**What you have to do**. Reproduce, without alteration, every line of the data; exclude the images.

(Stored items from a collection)

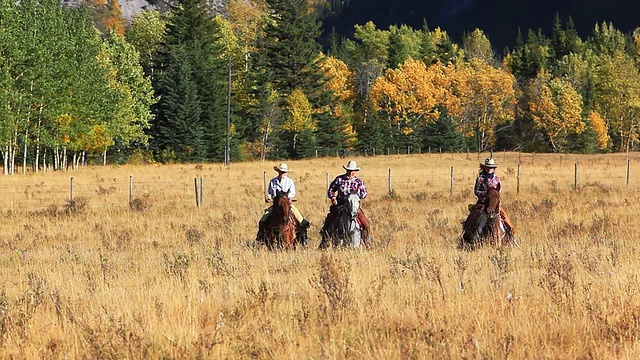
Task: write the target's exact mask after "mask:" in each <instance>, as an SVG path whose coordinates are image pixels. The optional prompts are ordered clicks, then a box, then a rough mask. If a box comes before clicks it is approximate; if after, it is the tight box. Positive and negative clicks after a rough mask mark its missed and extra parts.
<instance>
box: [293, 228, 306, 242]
mask: <svg viewBox="0 0 640 360" xmlns="http://www.w3.org/2000/svg"><path fill="white" fill-rule="evenodd" d="M296 237H297V239H298V243H299V244H300V245H302V246H307V244H308V243H309V236H308V235H307V229H302V228H301V229H300V230H298V234H297V236H296Z"/></svg>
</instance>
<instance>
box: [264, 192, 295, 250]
mask: <svg viewBox="0 0 640 360" xmlns="http://www.w3.org/2000/svg"><path fill="white" fill-rule="evenodd" d="M290 208H291V203H290V202H289V192H284V193H283V192H279V193H278V194H277V195H276V197H275V199H273V209H272V210H271V213H270V214H269V216H268V217H267V219H266V221H265V222H264V241H265V244H266V245H267V248H268V249H269V250H275V249H286V250H289V249H293V248H294V240H295V221H294V220H293V219H292V218H291V213H290Z"/></svg>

**Written solution**.
Task: write the target's exact mask after "mask:" in each <instance>, as an SVG path whose coordinates are image pixels. The optional prompts are ordered clicks, then a box, then a rough mask. If a box comes before clicks it is approximate; if after, it is the tight box. Positive and negative clicks after a rough mask mark its missed and extra parts.
<instance>
box: [293, 228, 306, 242]
mask: <svg viewBox="0 0 640 360" xmlns="http://www.w3.org/2000/svg"><path fill="white" fill-rule="evenodd" d="M296 237H297V239H298V243H299V244H300V245H302V246H307V244H308V243H309V236H308V235H307V229H302V228H301V229H300V230H298V234H297V236H296Z"/></svg>
</instance>
<instance>
box: [264, 192, 295, 250]
mask: <svg viewBox="0 0 640 360" xmlns="http://www.w3.org/2000/svg"><path fill="white" fill-rule="evenodd" d="M290 208H291V203H290V202H289V192H284V193H283V192H279V193H278V194H277V195H276V197H275V199H273V209H272V210H271V213H270V214H269V216H268V217H267V219H266V221H265V222H264V241H265V244H266V245H267V248H268V249H269V250H275V249H286V250H289V249H293V248H294V240H295V221H294V220H293V219H292V218H291V213H290Z"/></svg>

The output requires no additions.